DOCUMENT EXTRACT:
After a long debate and a long break in the House floor session Monday, House Speaker Bryce Edgmon, I-Dillingham, moved further consideration of House Concurrent Resolution 17 until Tuesday.
HCR 17 would waive certain provisions in the Uniform Rules of the Alaska State Legislature that say announcements of standing or special committee meetings must be posted five days in advance of the meeting.
Under suspended rules, committee chairs would need to give only 24 hours notice.
Supporters of the resolution argued the move was needed to make the Legislature more nimble in response to the growing crisis stemming from the COVID-19 pandemic.
“We can do our business in a timely manner if this Legislature has to take more restrictive action, said Rep. Chuck Kopp, R-Anchorage, arguing in favor of the resolution.
But members of the Republican Minority Caucus opposed the resolution, saying it cut the public out of the discussion process and rushed what was meant to be a thoughtful drawn-out decision.
The resolution, “falls woefully short of a responsible action” in response to the crisis said Rep. David Eastman, R-Wasilla.
“This will delay our ever getting out of Juneau, and I will oppose it,” Eastman said.
Rep. Sarah Vance, R-Homer, said many people were already acting out of fear and that cutting people off from the discussions happening on their behalf would only exacerbate those fears.
“This is a dangerous place to be in the eyes of the public,” Vance said. “We need to be sure that Alaskans are walking alongside us in this.”
Committee meetings would still be available to the public via state access programs live Gavel Alaska and the Alaska State Legislature website.
In the midst of the debate, Edgmon called an at ease and then quietly announced a lunch break. It was minority leader Lance Pruitt, R-Anchorage, who relayed the announcement to the rest of the body.
Shortly after the break was announced, Edgmon and several other majority caucus members held a press conference with reporters to make the case for the resolution.

EXCERPTED DATA:
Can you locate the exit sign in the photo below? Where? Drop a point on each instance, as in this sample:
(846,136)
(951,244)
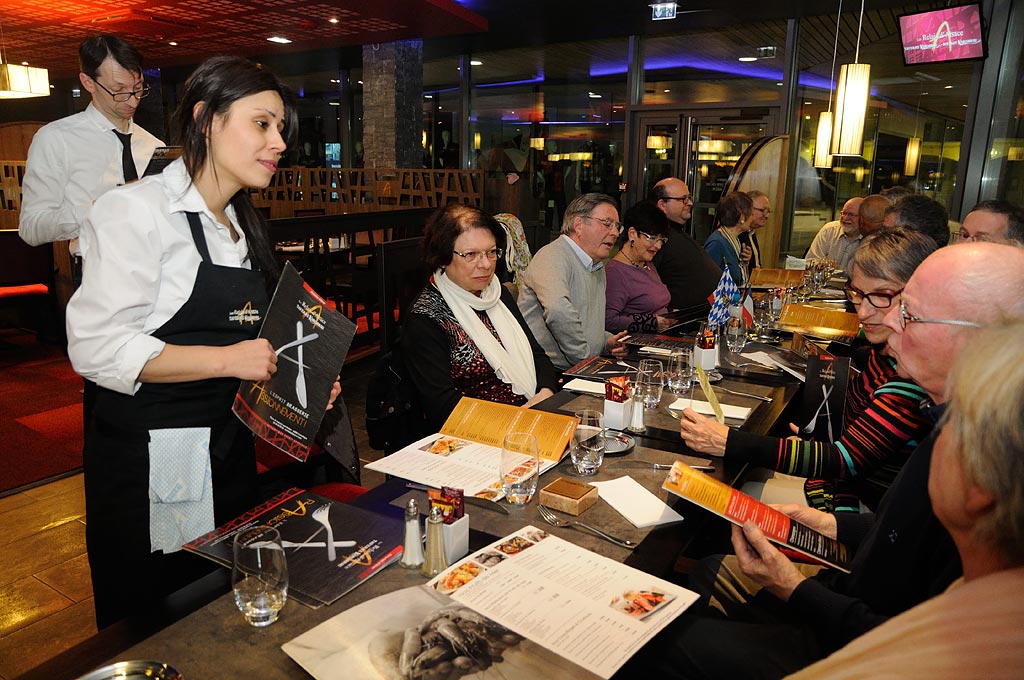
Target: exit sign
(663,10)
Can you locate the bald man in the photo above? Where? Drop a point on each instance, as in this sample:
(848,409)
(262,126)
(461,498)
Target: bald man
(779,619)
(837,241)
(682,263)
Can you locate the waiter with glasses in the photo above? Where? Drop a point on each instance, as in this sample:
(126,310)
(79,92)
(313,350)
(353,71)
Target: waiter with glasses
(75,160)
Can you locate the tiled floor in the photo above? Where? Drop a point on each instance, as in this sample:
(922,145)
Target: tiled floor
(45,591)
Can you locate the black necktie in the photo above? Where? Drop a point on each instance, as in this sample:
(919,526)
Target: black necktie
(127,162)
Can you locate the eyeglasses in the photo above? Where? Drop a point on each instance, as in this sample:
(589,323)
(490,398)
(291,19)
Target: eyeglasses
(124,96)
(878,299)
(477,255)
(653,239)
(608,223)
(906,317)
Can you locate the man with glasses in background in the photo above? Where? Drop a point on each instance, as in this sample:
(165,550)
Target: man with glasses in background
(778,619)
(759,220)
(994,221)
(684,265)
(75,160)
(562,293)
(838,240)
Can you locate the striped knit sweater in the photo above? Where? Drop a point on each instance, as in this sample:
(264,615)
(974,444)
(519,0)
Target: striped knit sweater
(884,426)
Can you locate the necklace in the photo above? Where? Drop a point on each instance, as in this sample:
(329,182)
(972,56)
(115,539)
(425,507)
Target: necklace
(638,265)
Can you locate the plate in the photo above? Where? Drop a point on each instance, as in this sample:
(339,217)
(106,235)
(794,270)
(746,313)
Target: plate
(134,670)
(617,443)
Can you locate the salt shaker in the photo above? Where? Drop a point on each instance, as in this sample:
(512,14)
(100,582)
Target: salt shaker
(436,560)
(412,554)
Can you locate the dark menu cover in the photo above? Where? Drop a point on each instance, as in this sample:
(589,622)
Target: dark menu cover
(311,341)
(299,515)
(822,411)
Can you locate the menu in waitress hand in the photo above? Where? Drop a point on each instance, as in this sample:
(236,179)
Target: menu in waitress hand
(311,341)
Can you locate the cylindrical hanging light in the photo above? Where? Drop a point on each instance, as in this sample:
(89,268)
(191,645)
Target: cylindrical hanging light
(912,157)
(851,109)
(822,159)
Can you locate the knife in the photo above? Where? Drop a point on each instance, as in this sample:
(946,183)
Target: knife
(471,500)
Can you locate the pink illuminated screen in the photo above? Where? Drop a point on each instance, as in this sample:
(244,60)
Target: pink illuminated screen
(942,35)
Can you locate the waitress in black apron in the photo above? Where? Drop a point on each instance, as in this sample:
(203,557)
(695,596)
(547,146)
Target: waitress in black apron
(175,288)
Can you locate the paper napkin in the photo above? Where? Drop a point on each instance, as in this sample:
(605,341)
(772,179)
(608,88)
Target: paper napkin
(635,503)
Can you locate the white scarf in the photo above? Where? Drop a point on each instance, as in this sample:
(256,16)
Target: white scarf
(512,358)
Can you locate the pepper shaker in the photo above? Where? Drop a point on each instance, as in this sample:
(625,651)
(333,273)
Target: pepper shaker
(412,554)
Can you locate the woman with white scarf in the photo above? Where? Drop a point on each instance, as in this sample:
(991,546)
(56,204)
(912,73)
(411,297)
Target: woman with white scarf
(464,335)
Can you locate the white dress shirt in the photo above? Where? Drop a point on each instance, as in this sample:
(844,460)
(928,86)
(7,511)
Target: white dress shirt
(72,162)
(141,268)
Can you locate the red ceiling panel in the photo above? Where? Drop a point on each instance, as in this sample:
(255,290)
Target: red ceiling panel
(46,33)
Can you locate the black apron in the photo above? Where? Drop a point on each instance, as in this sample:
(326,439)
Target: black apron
(226,305)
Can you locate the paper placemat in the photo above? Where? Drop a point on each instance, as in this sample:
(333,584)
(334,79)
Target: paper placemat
(635,503)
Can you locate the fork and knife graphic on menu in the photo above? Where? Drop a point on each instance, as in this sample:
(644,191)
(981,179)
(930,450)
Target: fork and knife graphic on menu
(300,378)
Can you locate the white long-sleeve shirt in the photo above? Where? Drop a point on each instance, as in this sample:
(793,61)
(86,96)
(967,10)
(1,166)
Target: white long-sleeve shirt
(72,162)
(141,268)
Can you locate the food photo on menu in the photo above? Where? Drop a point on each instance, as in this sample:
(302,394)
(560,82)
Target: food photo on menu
(501,612)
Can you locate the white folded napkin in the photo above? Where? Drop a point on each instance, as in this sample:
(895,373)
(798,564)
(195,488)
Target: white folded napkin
(635,503)
(729,411)
(585,386)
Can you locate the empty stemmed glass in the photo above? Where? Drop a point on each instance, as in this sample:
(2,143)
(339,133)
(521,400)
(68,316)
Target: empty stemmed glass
(259,576)
(680,372)
(650,381)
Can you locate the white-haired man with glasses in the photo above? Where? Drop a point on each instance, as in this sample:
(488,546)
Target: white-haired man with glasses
(73,161)
(779,619)
(562,294)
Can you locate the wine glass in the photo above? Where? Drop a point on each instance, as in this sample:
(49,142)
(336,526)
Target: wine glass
(650,381)
(680,371)
(259,575)
(588,442)
(735,330)
(520,465)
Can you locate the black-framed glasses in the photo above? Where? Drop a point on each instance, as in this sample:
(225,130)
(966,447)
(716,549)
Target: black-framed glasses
(653,239)
(476,255)
(607,222)
(879,299)
(906,317)
(124,96)
(964,237)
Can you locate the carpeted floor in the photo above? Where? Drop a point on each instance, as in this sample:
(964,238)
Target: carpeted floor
(41,407)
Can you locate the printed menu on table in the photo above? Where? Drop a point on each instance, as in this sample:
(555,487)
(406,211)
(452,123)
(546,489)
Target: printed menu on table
(467,452)
(365,543)
(311,341)
(820,323)
(528,605)
(739,508)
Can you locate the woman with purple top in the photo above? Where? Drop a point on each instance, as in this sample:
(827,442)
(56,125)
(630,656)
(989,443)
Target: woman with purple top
(635,295)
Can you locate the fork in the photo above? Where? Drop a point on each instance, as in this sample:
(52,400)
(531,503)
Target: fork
(554,520)
(321,515)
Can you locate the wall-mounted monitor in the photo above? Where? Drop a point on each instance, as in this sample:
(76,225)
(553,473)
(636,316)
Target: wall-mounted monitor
(952,34)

WORK INSTRUCTIONS:
**a)** Can you sum up the HCR 17 article in two sentences?
**b)** Extract the passage of the HCR 17 article from "Rep. Sarah Vance, R-Homer, said" up to and including "of the body.".
**c)** Could you continue the HCR 17 article from where it stops?

ANSWERS FOR EACH ITEM:
**a)** House Speaker Bryce Edgmon moved further consideration of House Concurrent Resolution 17 until Tuesday after a long Monday debate; the resolution would waive rules requiring five days' notice of committee meetings so that chairs would need to give only 24 hours. Supporters said the change would make the Legislature more nimble in responding to the COVID-19 crisis, while members of the Republican Minority Caucus opposed it, saying it cut the public out of the discussion process.

**b)**
Rep. Sarah Vance, R-Homer, said many people were already acting out of fear and that cutting people off from the discussions happening on their behalf would only exacerbate those fears.
“This is a dangerous place to be in the eyes of the public,” Vance said. “We need to be sure that Alaskans are walking alongside us in this.”
Committee meetings would still be available to the public via state access programs live Gavel Alaska and the Alaska State Legislature website.
In the midst of the debate, Edgmon called an at ease and then quietly announced a lunch break. It was minority leader Lance Pruitt, R-Anchorage, who relayed the announcement to the rest of the body.

**c)**
“We have to prepare ourselves to react in a matter of days,” Edgmon says. “Things are happening outside the Capitol that dictate the Legislature update its pace.”
Edgmon, joined by Reps. Jonathan Kreiss-Tompkins, D-Sitka; Ivy Spohnholz, D-Anchorage; and Chuck Kopp, R-Anchorage; said the economic fallout resulting from the pandemic would be dire for Alaska. There were things such as providing special access to unemployment insurance that could help soften the blow of a coming economic disaster.
“This is not just an impending health disaster,” Spohnholz said, “this is an economic disaster. This is a disaster that is coming down at us on so many levels.”
Several of Alaska’s key industries — tourism, fishing and oil — were already being affected by the crisis. Workers living paycheck-to-paycheck would need assistance if they were forced to stay at home due to some health mandate, representatives said.
“The stakes are great, but we have tools,” Kreiss-Tompkins said, citing things like emergency access to unemployment insurance and other programs for needy families. On the floor of the House Kreiss-Tompkins said he believed that if the Legislature didn’t vote to pass this resolution Monday, circumstances would force it to in the near future.
Under the uniform rules, the House needs two-thirds of the Legislature, or 27 votes, to suspend rules. The Senate, which would also have to pass the resolution after the House for the resolution to take effect, would need 14.
Rep. Ben Carpenter, R-Nikiski, who rose in opposition to the bill on the floor, said he found it “frustrating” that members of the House Majority decided to hold a press conference instead of continuing debate.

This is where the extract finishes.